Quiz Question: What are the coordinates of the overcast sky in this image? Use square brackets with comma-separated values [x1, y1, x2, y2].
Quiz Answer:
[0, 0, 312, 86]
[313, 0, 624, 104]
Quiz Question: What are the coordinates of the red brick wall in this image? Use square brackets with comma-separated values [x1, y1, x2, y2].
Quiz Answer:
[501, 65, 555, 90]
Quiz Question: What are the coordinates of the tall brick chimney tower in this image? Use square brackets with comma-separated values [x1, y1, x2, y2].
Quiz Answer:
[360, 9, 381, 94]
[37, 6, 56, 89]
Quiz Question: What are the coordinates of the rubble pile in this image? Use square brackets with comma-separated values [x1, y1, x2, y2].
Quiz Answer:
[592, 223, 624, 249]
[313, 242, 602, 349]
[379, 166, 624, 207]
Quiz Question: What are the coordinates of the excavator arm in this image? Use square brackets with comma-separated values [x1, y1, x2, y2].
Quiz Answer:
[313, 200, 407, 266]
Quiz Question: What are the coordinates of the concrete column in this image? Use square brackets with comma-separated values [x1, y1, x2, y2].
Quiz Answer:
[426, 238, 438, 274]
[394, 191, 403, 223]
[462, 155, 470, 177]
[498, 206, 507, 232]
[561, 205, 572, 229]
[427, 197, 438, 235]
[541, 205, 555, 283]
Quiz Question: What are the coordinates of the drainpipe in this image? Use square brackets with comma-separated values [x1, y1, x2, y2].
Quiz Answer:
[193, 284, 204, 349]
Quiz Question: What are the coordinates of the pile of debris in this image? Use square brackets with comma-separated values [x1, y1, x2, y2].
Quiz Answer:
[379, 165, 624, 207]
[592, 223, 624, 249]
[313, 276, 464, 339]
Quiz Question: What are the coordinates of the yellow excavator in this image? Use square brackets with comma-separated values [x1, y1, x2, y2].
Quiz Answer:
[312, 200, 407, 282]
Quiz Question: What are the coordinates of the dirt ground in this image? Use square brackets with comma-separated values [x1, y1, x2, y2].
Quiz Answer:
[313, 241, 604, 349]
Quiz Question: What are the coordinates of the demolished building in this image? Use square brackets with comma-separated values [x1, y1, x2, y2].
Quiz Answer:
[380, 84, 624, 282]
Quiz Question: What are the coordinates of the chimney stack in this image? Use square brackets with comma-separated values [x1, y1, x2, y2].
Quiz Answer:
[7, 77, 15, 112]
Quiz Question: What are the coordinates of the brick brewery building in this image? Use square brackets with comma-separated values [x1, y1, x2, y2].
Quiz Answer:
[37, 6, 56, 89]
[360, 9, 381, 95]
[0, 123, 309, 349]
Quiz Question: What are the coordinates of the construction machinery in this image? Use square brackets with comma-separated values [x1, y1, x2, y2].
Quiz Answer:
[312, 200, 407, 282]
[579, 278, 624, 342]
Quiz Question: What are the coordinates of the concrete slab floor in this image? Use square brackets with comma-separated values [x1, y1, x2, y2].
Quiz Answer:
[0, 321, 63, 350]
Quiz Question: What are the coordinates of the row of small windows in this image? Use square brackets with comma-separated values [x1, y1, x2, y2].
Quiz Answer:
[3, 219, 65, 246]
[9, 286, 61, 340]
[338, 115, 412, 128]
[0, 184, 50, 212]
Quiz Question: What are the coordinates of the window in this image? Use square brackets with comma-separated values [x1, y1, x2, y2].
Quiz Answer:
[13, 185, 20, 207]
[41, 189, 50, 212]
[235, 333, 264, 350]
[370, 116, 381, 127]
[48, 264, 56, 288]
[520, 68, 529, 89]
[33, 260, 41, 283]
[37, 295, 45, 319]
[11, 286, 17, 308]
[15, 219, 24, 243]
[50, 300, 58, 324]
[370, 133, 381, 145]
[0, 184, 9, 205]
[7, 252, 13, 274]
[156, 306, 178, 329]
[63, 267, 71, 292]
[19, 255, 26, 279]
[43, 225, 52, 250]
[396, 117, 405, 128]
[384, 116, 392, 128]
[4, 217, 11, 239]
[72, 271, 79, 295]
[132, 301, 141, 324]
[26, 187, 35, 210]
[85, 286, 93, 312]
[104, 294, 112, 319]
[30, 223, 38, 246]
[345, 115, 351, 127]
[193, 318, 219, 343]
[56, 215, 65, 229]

^^^^^^^^

* [Work to do] Beginning at the line that contains "Quiz Question: What are the coordinates of the chimney", retype each line of the listing up to and including the last one, exactly as it stands, and nothing else.

* [Correct output]
Quiz Question: What are the coordinates of the chimney stack in this image? Use square brackets with comma-separated values [x1, y1, x2, y2].
Quiz Answer:
[7, 77, 15, 112]
Quiz Question: What are the coordinates of the brick brewery building in this image? Use square brackets with comma-separated values [x1, y1, x2, y2].
Quiz Answer:
[37, 6, 56, 89]
[360, 9, 381, 95]
[0, 123, 309, 349]
Quiz Question: What are the coordinates of the construction machinery in this image? Use square brackets with comma-separated values [x1, y1, x2, y2].
Quiz Answer:
[312, 200, 407, 282]
[579, 278, 624, 342]
Quiz Question: What are the coordinates of the concrete slab floor in this image? Use square brackets with comma-separated values [x1, y1, x2, y2].
Quiz Answer:
[0, 321, 63, 350]
Quiz Question: What are the coordinates of the row of small windows in this image? Use square brackets with comma-separated values [x1, y1, x2, y2].
Quiz Answer:
[3, 219, 65, 246]
[9, 286, 61, 340]
[338, 115, 412, 128]
[0, 184, 50, 212]
Quiz Question: What are the coordinates of the window in this image? Use square brackets with comma-separated values [x1, y1, x2, y2].
Quiz Answer:
[13, 185, 20, 207]
[41, 189, 50, 212]
[235, 333, 264, 350]
[370, 116, 381, 127]
[48, 264, 56, 288]
[520, 68, 529, 89]
[33, 260, 41, 283]
[37, 295, 45, 319]
[11, 286, 17, 308]
[15, 219, 24, 243]
[50, 300, 58, 324]
[370, 133, 381, 145]
[0, 184, 9, 205]
[7, 252, 13, 274]
[156, 306, 178, 329]
[63, 267, 71, 292]
[19, 255, 26, 279]
[43, 225, 52, 250]
[396, 117, 405, 128]
[384, 116, 392, 128]
[4, 217, 11, 239]
[72, 271, 79, 295]
[132, 301, 141, 324]
[26, 187, 35, 210]
[85, 286, 93, 312]
[104, 294, 112, 319]
[30, 223, 38, 246]
[345, 115, 351, 127]
[193, 318, 219, 343]
[56, 215, 65, 229]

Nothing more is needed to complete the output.